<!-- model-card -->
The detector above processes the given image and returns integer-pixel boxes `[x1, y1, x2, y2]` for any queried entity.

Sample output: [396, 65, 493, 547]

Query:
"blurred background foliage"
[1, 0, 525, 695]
○ ○ ○ ○ ○ ○ ○
- EXERCISE DESCRIPTION -
Would you return exactly the lines from the one containing "Sample output: [396, 65, 493, 547]" through the end of the listing, both included, and only them?

- RESPONSE AREA -
Sample output: [396, 65, 493, 547]

Query:
"blurred background foliage"
[1, 0, 525, 695]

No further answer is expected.